#### EXTRACTED TEXT
.....
I wonder if LoongArch which now also does per PCI function pass-through
might need this too. Adding their KVM maintainers.
>
> Fixes: 44510d6fa0c0 ("s390/pci: Handling multifunctions")
> Cc: stable@vger.kernel.org
> Suggested-by: Niklas Schnelle <schnelle@linux.ibm.com>
> Signed-off-by: Farhan Ali <alifm@linux.ibm.com>
> ---
> drivers/pci/pci.c | 5 +++--
> drivers/pci/slot.c | 25 ++++++++++++++++++++++---
> include/linux/pci.h | 1 +
> 3 files changed, 26 insertions(+), 5 deletions(-)
.....
Pointing and labeling entries
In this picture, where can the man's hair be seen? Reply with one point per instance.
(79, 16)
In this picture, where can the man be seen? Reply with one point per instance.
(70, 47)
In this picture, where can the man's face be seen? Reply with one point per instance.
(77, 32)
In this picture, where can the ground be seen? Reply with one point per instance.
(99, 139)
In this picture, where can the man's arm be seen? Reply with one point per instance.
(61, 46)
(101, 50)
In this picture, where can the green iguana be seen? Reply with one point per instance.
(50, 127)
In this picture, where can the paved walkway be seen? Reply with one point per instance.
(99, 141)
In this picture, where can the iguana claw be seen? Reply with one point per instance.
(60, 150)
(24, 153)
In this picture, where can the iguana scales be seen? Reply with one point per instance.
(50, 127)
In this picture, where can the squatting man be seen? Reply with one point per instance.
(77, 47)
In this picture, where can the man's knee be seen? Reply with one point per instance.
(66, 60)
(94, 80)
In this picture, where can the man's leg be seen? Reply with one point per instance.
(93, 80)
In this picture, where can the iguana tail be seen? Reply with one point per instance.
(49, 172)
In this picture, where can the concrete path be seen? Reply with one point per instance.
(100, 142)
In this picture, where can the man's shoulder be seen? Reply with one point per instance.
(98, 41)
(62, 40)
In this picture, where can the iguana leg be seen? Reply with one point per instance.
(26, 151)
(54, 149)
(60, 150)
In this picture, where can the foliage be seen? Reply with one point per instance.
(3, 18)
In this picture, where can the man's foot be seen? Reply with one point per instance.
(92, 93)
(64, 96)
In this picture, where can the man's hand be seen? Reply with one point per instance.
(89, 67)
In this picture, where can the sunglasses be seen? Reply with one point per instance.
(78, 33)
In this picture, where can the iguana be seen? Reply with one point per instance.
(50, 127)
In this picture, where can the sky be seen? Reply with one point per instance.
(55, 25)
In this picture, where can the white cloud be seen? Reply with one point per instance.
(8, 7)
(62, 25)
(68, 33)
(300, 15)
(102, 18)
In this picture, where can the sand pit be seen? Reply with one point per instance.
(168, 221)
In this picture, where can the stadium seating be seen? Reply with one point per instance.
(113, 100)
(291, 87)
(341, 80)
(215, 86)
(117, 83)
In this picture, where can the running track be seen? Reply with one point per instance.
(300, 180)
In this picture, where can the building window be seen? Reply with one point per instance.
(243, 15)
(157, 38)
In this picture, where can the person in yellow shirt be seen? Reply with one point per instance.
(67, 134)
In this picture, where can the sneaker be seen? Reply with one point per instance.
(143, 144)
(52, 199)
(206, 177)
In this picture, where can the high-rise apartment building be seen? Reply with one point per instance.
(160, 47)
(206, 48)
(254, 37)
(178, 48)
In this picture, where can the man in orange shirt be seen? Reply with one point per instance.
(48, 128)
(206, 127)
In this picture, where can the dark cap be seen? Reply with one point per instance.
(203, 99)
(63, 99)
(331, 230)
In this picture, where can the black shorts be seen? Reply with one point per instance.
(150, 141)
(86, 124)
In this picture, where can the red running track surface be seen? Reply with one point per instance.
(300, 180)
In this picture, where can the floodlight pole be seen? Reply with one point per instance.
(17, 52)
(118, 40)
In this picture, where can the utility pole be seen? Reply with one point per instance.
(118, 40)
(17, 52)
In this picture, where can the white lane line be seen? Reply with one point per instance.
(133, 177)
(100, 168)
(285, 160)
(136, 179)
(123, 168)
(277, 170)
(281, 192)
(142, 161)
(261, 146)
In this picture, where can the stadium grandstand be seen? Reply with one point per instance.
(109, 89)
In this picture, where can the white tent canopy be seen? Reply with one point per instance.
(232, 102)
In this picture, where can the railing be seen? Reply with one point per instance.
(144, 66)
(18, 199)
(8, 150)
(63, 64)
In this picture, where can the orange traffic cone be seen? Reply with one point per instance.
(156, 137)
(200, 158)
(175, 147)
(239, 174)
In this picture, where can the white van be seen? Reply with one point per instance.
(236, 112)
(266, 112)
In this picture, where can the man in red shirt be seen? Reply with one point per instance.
.....
#### TASKS TO COMPLETE
**a)** In the kernel patch excerpt, translate the sentence "I wonder if LoongArch which now also does per PCI function pass-through might need this too." into French.
**b)** Continue the kernel patch excerpt after its final line.

#### WRITTEN RESPONSES
**a)** Je me demande si LoongArch, qui effectue désormais aussi le pass-through par fonction PCI, pourrait également en avoir besoin.

**b)**
>
> diff --git a/drivers/pci/pci.c b/drivers/pci/pci.c
> index b14dd064006c..36ee38e0d817 100644
> --- a/drivers/pci/pci.c
> +++ b/drivers/pci/pci.c
> @@ -4980,8 +4980,9 @@ static int pci_reset_hotplug_slot(struct hotplug_slot *hotplug, bool probe)
>
> static int pci_dev_reset_slot_function(struct pci_dev *dev, bool probe)
> {
> - if (dev->multifunction || dev->subordinate || !dev->slot ||
> - dev->dev_flags & PCI_DEV_FLAGS_NO_BUS_RESET)
> + if (dev->subordinate || !dev->slot ||
> + dev->dev_flags & PCI_DEV_FLAGS_NO_BUS_RESET ||
> + (dev->multifunction && !dev->slot->per_func_slot))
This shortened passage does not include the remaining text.